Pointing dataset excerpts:
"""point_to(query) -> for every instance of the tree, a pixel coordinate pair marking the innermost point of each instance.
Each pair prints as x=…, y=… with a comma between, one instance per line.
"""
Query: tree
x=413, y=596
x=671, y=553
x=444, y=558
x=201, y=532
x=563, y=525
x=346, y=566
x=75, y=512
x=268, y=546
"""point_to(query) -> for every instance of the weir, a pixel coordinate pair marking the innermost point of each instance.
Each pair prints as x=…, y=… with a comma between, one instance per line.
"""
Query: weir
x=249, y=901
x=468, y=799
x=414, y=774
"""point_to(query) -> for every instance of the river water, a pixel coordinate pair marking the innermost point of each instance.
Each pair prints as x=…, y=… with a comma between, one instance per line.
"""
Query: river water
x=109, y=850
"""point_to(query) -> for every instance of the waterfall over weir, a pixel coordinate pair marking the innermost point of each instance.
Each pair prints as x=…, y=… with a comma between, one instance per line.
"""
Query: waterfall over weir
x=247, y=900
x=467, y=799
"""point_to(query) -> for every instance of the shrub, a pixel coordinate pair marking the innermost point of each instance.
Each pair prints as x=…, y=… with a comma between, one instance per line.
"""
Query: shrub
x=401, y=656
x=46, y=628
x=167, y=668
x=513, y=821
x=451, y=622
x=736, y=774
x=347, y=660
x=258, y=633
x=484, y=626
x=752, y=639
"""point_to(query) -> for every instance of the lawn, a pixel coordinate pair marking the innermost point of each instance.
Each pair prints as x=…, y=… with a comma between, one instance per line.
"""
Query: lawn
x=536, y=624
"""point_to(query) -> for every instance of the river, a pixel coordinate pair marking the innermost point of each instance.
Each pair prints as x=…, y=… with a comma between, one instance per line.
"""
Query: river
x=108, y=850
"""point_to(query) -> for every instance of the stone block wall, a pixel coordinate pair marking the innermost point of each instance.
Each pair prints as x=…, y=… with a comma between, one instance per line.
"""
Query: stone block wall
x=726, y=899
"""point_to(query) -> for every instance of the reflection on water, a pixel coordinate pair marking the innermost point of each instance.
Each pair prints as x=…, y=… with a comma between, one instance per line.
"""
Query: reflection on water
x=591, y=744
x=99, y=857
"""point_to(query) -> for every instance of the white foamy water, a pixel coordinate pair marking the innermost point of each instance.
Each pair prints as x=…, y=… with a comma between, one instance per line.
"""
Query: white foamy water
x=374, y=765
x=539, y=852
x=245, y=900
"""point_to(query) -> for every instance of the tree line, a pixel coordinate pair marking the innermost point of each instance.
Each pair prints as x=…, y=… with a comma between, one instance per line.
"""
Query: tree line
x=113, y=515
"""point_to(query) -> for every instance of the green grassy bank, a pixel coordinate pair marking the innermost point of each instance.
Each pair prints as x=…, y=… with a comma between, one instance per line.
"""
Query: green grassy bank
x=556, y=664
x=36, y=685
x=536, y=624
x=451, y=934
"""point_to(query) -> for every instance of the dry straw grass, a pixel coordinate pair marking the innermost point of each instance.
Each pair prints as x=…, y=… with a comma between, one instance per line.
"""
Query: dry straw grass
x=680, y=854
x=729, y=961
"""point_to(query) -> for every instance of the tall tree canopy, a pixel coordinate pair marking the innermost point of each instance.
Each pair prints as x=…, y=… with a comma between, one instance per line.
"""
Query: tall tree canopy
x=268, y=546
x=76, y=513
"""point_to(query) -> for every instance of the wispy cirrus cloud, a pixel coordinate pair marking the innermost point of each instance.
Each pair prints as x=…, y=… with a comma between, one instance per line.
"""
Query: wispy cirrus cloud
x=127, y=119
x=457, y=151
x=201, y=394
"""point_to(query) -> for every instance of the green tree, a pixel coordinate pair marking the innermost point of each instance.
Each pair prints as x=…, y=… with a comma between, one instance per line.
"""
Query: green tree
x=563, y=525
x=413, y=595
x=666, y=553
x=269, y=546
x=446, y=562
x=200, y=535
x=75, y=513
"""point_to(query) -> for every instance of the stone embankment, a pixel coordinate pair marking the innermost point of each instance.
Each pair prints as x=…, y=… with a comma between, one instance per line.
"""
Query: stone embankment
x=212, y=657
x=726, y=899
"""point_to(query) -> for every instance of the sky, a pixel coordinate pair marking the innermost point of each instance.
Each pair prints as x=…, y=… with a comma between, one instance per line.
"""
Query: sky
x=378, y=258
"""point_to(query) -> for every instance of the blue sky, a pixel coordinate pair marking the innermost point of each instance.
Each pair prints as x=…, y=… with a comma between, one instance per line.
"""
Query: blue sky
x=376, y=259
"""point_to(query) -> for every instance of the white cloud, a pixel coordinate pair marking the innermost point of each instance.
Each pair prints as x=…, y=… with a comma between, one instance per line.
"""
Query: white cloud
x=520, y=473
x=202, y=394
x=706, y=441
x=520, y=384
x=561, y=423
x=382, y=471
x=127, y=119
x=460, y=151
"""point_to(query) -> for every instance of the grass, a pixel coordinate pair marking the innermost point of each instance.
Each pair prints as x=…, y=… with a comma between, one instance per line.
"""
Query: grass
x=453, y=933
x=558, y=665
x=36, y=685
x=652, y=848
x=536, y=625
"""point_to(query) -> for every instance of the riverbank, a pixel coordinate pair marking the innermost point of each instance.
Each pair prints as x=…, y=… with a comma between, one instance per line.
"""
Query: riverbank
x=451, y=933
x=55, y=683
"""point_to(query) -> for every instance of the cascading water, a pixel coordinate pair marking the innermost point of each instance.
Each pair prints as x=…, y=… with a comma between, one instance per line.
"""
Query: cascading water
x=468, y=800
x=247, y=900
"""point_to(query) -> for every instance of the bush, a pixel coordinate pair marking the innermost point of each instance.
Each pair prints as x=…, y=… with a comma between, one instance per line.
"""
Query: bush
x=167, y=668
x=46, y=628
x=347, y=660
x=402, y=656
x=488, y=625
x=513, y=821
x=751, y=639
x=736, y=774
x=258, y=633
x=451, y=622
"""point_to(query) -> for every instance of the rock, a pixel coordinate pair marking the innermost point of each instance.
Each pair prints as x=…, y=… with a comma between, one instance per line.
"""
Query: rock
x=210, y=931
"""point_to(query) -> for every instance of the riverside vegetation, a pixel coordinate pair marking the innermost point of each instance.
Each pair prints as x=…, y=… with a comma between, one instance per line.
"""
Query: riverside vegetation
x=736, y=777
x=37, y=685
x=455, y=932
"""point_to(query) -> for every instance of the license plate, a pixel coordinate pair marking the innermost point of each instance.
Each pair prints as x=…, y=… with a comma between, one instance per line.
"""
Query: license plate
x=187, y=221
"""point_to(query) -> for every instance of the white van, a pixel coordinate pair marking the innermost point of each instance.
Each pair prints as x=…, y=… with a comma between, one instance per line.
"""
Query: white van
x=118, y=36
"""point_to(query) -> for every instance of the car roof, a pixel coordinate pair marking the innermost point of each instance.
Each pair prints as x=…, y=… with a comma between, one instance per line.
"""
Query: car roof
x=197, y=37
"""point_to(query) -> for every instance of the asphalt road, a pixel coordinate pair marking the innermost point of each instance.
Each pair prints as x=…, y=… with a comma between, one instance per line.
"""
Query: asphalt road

What is expected => Resize the items starting at the line that has "green tree, a" and stopping after the line that has "x=376, y=259", giving those lines again with the requests unchanged. Multiply every x and y coordinate in the answers by 0.85 and round each result to a whole number, with halves rounded up.

Task output =>
"""point_to(query) -> for every instance of the green tree, a pixel coordinate pair marking the innermost point of each instance.
Each pair prints as x=…, y=… with a comma between, one instance per line.
"""
Query: green tree
x=479, y=446
x=351, y=506
x=566, y=470
x=229, y=464
x=379, y=478
x=170, y=455
x=64, y=436
"""point_to(query) -> for every instance of the stone embankment, a pixel coordinate pair marking the innermost point of each instance.
Each pair prints as x=…, y=… with a comma between, one instance per line.
"""
Query: stone embankment
x=180, y=558
x=617, y=764
"""point_to(query) -> for every instance of the sky, a pixel coordinate pair marking the innermost point of each instance.
Each pair prints as x=…, y=… with a comma between, one instance per line.
"""
Query: sky
x=321, y=219
"""point_to(query) -> for every instance of the blue sky, a pixel coordinate pair marking the innermost point of each instance.
Each pair prints as x=…, y=… with a comma between, one instance per line.
"""
Query: blue sky
x=320, y=220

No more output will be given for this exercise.